Published by: THE WORLD UYGHUR NETWORK NEWS November 6, 1997
11/03/97, Reuters, By Jane Macartney
URUMQI, China, Nov 3 (Reuters) - Tursun Imen is one of the richest Uighurs in China.
The story of the Moslem cook turned millionaire hotelier who runs the biggest private enterprise in Urumqi, capital of China's westernmost region of Xinjiang, bears testament to the entrepreneurial possibilities belied by China's communist label.
Even wealthier than Imen may be the vivacious Rabiya Khadir, the region's richest businesswoman.
But her success has run up against an unusual problem for an average plutocrat -- the government does not agree with her husband's views. Suspecting that he favours independence for Xinjiang, it has suspended Khadir's foreign trade rights.
The story of the two Uigher millionaires reflects China's dilemma in governing this restive region where Moslems Uighurs far outnumber ethnic Han Chinese.
A TALE OF TWO TYCOONS
Imen, 53, says he has not experienced prejudice from officials or banks.
Khadir, 49, has confronted not only the disadvantages of being a Uighur in China, but a traditional disdain for women.
Imen says he is worth about 100 million yuan ($12 million), although that could be a conservative assessment since capitalist entrepreneurs in communist China often prefer to downplay their success.

Box-labeled dataset extracts:
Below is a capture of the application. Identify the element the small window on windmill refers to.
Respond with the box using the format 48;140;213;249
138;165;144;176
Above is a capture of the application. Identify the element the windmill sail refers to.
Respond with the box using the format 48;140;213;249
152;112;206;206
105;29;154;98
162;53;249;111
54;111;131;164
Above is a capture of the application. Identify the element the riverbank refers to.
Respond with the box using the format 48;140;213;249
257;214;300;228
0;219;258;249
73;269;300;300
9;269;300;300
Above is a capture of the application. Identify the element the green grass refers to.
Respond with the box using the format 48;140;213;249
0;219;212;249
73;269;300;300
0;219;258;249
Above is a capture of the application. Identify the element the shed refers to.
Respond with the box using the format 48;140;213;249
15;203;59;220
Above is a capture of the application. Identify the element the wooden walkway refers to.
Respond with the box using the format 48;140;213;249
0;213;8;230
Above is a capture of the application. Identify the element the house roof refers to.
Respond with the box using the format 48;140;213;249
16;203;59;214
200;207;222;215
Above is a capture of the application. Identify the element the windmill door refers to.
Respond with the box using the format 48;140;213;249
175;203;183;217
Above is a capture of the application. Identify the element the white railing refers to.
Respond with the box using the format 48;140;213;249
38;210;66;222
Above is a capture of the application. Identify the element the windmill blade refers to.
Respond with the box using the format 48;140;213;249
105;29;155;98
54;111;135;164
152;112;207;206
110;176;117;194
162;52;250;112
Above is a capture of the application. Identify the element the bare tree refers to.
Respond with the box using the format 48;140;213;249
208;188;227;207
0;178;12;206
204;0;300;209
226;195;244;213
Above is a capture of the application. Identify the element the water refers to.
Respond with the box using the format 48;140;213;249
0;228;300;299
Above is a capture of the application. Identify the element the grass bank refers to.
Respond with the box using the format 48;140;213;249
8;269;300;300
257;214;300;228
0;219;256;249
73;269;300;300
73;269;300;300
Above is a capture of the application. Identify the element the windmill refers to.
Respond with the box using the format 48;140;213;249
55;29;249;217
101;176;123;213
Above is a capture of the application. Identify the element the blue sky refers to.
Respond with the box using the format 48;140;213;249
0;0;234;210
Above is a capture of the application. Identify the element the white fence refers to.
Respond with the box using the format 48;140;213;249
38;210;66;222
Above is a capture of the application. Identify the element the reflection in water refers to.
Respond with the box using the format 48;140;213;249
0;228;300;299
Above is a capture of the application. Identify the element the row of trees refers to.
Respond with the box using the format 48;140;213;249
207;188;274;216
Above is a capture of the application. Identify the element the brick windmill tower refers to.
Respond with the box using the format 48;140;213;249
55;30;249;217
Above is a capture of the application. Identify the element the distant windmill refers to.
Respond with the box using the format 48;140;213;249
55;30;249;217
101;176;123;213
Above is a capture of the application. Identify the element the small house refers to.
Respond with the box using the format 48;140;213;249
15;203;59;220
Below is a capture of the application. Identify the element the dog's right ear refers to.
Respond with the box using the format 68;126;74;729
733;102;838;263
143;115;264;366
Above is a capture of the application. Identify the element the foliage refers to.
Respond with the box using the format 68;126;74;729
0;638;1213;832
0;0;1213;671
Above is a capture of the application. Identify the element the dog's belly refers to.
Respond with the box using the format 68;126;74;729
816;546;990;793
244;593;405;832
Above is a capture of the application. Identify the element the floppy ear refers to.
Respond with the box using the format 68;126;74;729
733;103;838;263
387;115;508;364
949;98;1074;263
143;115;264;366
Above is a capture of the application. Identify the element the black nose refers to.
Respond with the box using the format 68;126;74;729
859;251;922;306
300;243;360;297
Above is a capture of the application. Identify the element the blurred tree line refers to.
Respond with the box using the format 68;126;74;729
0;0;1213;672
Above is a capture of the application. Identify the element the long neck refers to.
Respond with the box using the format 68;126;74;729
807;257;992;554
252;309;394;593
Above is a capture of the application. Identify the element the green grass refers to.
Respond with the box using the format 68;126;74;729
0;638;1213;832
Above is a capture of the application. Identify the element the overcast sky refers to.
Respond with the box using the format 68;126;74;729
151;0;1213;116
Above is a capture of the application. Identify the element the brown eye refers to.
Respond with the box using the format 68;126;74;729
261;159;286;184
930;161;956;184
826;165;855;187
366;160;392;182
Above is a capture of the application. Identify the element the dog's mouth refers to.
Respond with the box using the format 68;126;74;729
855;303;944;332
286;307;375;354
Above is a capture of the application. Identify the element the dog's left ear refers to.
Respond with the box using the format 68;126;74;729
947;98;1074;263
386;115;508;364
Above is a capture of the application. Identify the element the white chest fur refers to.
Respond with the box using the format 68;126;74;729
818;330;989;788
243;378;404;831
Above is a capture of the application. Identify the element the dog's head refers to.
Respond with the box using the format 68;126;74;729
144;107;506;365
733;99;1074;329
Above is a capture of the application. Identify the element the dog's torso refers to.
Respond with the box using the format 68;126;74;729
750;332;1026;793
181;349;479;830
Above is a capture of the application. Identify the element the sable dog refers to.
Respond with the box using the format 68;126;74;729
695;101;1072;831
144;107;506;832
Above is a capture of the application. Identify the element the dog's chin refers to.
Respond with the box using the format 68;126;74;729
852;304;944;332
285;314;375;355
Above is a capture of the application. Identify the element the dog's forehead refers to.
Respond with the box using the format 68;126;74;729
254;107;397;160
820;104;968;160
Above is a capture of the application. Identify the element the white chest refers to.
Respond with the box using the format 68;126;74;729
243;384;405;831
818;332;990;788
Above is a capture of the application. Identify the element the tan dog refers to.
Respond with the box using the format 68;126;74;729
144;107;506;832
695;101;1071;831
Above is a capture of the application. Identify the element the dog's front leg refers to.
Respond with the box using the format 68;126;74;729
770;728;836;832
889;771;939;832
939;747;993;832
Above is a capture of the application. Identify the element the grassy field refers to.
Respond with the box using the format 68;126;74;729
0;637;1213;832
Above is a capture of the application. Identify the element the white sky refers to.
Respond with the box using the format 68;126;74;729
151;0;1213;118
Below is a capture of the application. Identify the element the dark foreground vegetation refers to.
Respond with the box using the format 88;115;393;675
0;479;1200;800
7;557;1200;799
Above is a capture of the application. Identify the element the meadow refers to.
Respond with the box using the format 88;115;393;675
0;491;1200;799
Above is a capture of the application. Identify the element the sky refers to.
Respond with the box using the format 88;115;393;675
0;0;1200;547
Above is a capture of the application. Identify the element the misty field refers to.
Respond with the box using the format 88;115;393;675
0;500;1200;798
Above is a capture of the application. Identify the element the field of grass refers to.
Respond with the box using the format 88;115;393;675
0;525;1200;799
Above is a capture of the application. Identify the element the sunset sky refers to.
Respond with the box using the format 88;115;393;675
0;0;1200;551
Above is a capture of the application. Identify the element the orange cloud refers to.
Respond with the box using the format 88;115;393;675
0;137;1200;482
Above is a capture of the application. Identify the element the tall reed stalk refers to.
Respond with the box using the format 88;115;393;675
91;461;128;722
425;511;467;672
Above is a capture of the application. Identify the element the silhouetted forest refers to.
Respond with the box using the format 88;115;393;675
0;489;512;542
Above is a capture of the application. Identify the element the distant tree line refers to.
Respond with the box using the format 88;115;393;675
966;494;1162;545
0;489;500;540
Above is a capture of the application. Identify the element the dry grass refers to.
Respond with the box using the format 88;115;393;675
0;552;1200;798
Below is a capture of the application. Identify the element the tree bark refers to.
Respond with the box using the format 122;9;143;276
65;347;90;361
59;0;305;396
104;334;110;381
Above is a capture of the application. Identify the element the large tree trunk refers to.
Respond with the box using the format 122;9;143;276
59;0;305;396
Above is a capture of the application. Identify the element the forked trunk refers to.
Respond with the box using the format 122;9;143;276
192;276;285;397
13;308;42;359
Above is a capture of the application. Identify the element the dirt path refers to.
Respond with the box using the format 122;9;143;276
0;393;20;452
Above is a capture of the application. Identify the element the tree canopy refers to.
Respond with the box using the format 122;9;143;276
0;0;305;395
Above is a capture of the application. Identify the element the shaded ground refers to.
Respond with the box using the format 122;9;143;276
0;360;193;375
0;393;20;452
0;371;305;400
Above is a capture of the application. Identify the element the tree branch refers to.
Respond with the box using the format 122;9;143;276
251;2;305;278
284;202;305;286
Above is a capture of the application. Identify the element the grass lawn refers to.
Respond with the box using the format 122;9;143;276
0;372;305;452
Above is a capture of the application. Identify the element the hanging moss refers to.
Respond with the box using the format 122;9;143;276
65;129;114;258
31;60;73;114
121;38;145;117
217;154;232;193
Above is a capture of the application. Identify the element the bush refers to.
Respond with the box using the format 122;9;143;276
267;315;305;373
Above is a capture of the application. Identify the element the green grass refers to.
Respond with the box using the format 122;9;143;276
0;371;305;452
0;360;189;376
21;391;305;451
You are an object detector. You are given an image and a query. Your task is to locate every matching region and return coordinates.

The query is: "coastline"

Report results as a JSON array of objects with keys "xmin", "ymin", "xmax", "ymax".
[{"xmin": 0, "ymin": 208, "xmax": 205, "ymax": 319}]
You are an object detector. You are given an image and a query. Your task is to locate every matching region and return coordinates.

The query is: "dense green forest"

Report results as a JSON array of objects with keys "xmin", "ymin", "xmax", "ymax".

> [OBJECTIVES]
#1 Answer these questions from the Reuters article:
(a) How old is Tursun Imen?
(b) Which of Rabiya Khadir's rights has the government suspended?
(c) How much does Imen say he is worth?
#2 Set down the Reuters article word for word, everything from "The story of the two" down to "ethnic Han Chinese.".
Rely solely on the Reuters article for every answer.

> [ANSWERS BY TASK]
#1
(a) 53
(b) Her foreign trade rights
(c) About 100 million yuan ($12 million)

#2
The story of the two Uigher millionaires reflects China's dilemma in governing this restive region where Moslems Uighurs far outnumber ethnic Han Chinese.